Exercise.
Transcribe, exactly and in full, every line from the one including "Ground every red-leaved" to the end of the listing.
= Beginning of Section =
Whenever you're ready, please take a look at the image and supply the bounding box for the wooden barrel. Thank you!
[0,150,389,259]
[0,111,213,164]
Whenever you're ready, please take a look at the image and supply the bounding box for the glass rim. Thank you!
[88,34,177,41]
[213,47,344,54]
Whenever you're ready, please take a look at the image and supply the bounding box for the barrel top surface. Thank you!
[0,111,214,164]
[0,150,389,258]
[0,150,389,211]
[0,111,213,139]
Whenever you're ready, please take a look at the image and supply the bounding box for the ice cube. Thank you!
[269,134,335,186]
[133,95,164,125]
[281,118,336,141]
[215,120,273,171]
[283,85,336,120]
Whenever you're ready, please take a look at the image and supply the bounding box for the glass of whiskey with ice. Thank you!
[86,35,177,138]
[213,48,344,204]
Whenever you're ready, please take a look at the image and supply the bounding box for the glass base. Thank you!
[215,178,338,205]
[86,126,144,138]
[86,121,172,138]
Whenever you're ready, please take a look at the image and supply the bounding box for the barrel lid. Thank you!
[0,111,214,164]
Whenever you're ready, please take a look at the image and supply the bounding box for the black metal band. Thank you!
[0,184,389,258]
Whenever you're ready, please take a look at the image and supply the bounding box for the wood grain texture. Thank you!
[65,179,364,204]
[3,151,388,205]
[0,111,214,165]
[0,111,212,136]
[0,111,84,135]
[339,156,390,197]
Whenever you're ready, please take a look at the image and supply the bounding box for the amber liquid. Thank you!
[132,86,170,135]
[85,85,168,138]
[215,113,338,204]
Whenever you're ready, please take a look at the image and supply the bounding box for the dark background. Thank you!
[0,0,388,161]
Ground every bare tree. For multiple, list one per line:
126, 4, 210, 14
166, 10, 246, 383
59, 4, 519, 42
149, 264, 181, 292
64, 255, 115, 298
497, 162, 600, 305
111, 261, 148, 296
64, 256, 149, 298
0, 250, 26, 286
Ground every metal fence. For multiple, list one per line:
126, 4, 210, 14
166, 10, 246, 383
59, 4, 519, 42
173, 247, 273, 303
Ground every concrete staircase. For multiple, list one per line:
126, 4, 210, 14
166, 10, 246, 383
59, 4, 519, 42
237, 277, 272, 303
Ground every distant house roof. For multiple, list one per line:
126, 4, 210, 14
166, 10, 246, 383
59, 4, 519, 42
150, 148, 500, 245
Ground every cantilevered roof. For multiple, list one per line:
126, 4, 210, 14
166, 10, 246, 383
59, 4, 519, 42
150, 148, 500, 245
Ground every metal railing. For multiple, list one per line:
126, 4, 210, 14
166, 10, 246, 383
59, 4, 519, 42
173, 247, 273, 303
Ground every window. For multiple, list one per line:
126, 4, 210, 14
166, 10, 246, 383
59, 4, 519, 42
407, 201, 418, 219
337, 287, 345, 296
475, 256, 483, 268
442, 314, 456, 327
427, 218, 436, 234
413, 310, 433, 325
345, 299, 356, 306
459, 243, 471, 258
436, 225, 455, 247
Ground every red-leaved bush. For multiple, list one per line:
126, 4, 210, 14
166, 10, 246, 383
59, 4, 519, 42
= End of Section =
Solution below.
Ground every red-leaved bush. For multiple, list one per line:
126, 4, 210, 14
166, 10, 246, 383
59, 4, 519, 42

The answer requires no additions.